--- 原文段落 ---
• Trie 树 及Java实现


    来源于英文“retrieval”.   Trie树就是字符树,其核心思想就是空间换时间。

    举个简单的例子。
       给你100000个长度不超过10的单词。对于每一个单词,我们要判断他出没出现过,如果出现了,第一次出现第几个位置。
    这题当然可以用hash来,但是我要介绍的是trie树。在某些方面它的用途更大。比如说对于某一个单词,我要询问它的前缀是否出现过。这样hash就不好搞了,而用trie还是很简单。

       现在回到例子中,如果我们用最傻的方法,对于每一个单词,我们都要去查找它前面的单词中是否有它。那么这个算法的复杂度就是O(n^2)。显然对于100000的范围难以接受。现在我们换个思路想。假设我要查询的单词是abcd,那么在他前面的单词中,以b,c,d,f之类开头的我显然不必考虑。而只要找以a开头的中是否存在abcd就可以了。同样的,在以a开头中的单词中,我们只要考虑以b作为第二个字母的……这样一个树的模型就渐渐清晰了……

       我们可以看到,trie树每一层的节点数是26^i级别的。所以为了节省空间。我们用动态链表,或者用数组来模拟动态。空间的花费,不会超过单词数×单词长度。(转自一大牛)

    Trie树的java代码 实现如下:
    
    import java.util.ArrayList;
    import java.util.Iterator;
    import java.util.List;
    
    
    /** *//**
     * A word trie which can only deal with 26 alphabeta letters.
     * @author Leeclipse
     * @since 2007-11-21
     */
    
    public class Trie{
     
       private Vertex root;//一个Trie树有一个根节点
    
        //内部类
        protected class Vertex{//节点类
            protected int words;
            protected int prefixes;
            protected Vertex[] edges;//每个节点包含26个子节点(类型为自身)
            Vertex() {
                words = 0;
                prefixes = 0;
                edges = new Vertex[26];
                for (int i = 0; i < edges.length; i++) {
                    edges[i] = null;
                }
            }
        }
    
      
        public Trie () {
            root = new Vertex();
        }
    
       
        /** *//**
         * List all words in the Trie.
         * 
         * @return
         */
    
        public List< String> listAllWords() {
           
            List< String> words = new ArrayList< String>();
            Vertex[] edges = root.edges;
           
            for (int i = 0; i < edges.length; i++) {
                if (edges[i] != null) {
                         String word = "" + (char)('a' + i);
                    depthFirstSearchWords(words, edges[i], word);
                }
            }        
            return words;
        }
    
         /** *//**
         * Depth First Search words in the Trie and add them to the List.

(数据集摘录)
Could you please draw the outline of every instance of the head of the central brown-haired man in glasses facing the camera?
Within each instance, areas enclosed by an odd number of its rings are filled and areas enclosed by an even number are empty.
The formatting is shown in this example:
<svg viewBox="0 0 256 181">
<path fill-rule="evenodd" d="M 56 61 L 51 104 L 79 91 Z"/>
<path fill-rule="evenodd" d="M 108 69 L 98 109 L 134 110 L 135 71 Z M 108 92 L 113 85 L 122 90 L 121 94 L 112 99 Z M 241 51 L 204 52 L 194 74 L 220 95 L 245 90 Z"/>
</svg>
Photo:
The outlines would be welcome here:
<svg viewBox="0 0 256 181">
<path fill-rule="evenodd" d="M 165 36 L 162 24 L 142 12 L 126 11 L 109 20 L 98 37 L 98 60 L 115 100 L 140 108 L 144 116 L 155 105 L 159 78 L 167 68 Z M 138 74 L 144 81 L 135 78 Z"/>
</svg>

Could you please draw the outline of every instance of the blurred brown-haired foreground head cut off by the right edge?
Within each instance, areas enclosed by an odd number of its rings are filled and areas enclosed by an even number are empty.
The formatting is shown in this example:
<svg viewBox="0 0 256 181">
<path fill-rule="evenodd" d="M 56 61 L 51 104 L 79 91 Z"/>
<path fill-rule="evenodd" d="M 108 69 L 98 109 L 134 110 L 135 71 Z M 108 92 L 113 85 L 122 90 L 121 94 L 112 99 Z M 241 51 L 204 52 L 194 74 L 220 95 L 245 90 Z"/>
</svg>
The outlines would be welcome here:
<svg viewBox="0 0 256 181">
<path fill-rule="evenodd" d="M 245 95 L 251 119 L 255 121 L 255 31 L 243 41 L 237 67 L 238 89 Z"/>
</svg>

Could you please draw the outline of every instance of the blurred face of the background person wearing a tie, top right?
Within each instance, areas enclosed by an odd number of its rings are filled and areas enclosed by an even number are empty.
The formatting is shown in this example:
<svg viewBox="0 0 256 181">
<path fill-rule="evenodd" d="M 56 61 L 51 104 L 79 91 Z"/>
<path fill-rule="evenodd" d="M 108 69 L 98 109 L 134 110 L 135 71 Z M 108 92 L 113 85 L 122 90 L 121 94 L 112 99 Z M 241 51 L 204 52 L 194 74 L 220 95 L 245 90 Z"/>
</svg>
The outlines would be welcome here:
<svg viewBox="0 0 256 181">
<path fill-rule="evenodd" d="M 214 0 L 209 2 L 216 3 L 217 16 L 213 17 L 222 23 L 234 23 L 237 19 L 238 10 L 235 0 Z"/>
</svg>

--- 任务说明 ---
请从上方介绍 Trie 树的原文中返回一段文字：从包含“List< String> words”的词句开始，到“to the List.”为止，一字不改地照录。

--- 参考答案 ---
List< String> words = new ArrayList< String>();
            Vertex[] edges = root.edges;
           
            for (int i = 0; i < edges.length; i++) {
                if (edges[i] != null) {
                         String word = "" + (char)('a' + i);
                    depthFirstSearchWords(words, edges[i], word);
                }
            }        
            return words;
        }
    
         /** *//**
         * Depth First Search words in the Trie and add them to the List.